_TEXT TO READ_:
↓↓↓

Diana Cotrău
Babeș-Bolyai University, Cluj-Napoca, Romania
diana.cotrau@gmail.com
Social Media and Gratification
ABSTRACT
This contribution aims to explore the ways in which User Generated Content (UGC) has been acknowledged and validated as a concept that has revolutionized the way audiences are seen to interact with the Internet, and how given the critical amount of UGC-related net-activities, it has been reasonably claimed that the shift in the role of users of the social media has transformed the media ecosystem. Consequently, the early notions of the media producers and audiences rapport and ratio needed to be revisited, and the uses and gratifications theory as applied to the social media now housing most of people’s interactions with the Internet needs reconsideration.
KEY WORDS
uses and gratification, social media, user generated content, media effects, negotiation of meanings, media eco-system, leisure and pleasure
Introduction
The media effects myth was debunked by ulterior audience research findings that led to the discarding of the theory that audiences are passive and accept wholesale the media messages embedding the dominant ideology. At an extreme, audiences had been presumed to be narcotyzed into believing the mediated reality coming across the television and thus willingly fall under the spell and control of the power bloc using the media to their own ends. Not crediting viewers/readers with the necessary media literacy and the discernable strength to see beyond potential attempts at manipulation and indoctrination and use creatively their decoding skills, was indeed fallacious and misconceived.
In time, audience research has abundantly proved that modern people, children even, are active consumers of media, who most often than not will resist readymade media meanings or will most likely subvert them in the process of incorporating them in the semiosis of their daily lives. This openly contradicts the media effects theory, which at best overlooks, but in fact ignores, any and all interpretative propensities in audiences.

↑↑↑

Copy the text on social media and gratification from the words "In time, audience" through "propensities in audiences.", with "consumers" renamed "users".

_INFORMATION SHOWN_:
↓↓↓

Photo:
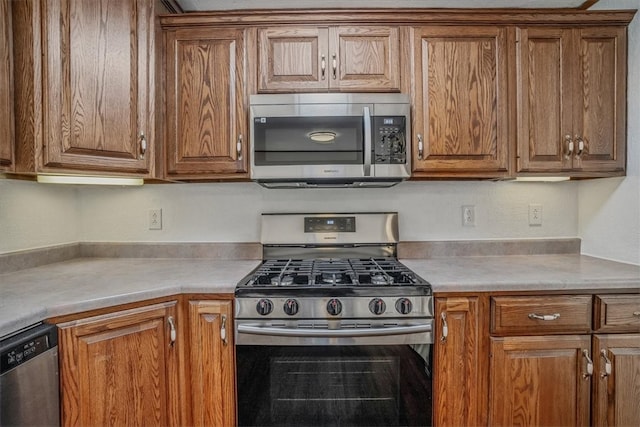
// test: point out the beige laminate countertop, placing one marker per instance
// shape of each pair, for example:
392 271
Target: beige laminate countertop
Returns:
31 295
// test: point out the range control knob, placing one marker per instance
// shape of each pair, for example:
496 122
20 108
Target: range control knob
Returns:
334 306
264 306
404 306
291 307
377 306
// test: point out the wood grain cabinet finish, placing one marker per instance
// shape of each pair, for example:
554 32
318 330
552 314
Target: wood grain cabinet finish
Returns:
460 368
460 121
86 76
206 122
571 92
335 58
121 368
540 381
212 363
6 84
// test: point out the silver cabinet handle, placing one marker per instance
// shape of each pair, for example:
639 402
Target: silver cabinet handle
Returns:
545 317
569 143
172 331
607 364
332 333
223 329
143 145
445 327
580 146
335 66
239 147
589 372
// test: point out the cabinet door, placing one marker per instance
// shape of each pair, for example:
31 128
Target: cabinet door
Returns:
98 85
364 58
545 95
460 371
540 381
206 124
293 59
213 387
121 368
616 393
6 97
461 118
600 99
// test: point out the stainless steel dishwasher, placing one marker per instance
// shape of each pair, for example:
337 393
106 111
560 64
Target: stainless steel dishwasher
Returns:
29 383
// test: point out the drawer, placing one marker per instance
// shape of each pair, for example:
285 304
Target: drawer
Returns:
617 313
535 315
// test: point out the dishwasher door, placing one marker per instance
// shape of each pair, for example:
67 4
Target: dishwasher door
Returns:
29 378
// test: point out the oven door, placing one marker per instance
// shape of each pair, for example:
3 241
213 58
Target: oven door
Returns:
370 379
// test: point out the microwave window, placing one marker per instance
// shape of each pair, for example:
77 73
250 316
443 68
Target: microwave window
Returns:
308 140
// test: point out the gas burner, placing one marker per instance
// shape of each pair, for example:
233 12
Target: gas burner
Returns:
282 281
381 279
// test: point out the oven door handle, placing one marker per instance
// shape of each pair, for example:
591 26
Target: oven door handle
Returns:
330 333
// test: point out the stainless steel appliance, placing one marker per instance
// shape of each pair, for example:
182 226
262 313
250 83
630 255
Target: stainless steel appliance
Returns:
29 393
319 140
331 329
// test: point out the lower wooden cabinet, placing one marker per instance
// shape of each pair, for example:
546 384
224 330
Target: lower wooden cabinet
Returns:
212 365
121 368
460 368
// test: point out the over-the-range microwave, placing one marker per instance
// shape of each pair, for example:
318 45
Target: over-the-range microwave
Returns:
330 140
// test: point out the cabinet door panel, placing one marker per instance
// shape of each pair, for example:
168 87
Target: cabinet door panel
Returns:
460 99
205 103
6 96
616 395
212 363
367 58
97 84
291 59
600 107
120 369
538 381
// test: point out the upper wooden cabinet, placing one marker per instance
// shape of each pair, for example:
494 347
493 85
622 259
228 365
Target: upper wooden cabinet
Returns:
85 86
571 93
6 95
122 368
461 120
206 123
341 58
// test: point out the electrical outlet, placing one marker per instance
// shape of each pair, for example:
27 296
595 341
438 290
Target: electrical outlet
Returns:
155 219
535 214
468 215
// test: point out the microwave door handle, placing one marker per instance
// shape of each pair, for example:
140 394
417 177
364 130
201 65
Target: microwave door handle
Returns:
367 141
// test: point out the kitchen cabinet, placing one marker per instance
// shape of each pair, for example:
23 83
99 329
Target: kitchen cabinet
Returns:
206 121
122 368
616 352
461 120
85 87
362 58
213 389
571 92
460 367
6 95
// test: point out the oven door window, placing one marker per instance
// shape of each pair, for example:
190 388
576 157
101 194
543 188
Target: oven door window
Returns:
337 385
308 140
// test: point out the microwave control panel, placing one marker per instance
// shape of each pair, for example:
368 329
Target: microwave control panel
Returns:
389 141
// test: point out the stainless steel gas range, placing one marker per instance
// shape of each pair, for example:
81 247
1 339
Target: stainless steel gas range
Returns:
331 328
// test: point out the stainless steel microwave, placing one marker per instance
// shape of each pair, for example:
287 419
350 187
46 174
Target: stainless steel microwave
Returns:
330 140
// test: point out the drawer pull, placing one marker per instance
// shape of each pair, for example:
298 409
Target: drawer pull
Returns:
545 317
589 372
607 364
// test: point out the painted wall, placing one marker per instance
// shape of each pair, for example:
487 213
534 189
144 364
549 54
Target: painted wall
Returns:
609 209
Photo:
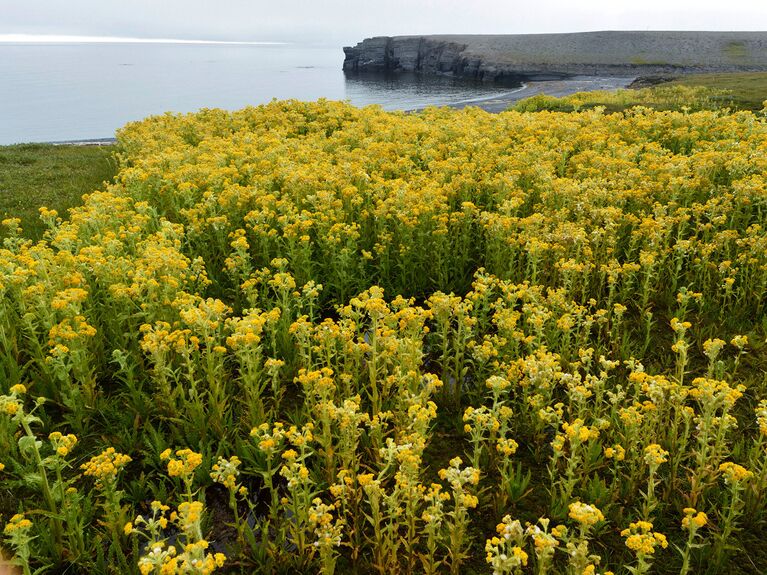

↑↑↑

_RESULT FOR THIS TASK_:
In time, audience research has abundantly proved that modern people, children even, are active users of media, who most often than not will resist readymade media meanings or will most likely subvert them in the process of incorporating them in the semiosis of their daily lives. This openly contradicts the media effects theory, which at best overlooks, but in fact ignores, any and all interpretative propensities in audiences.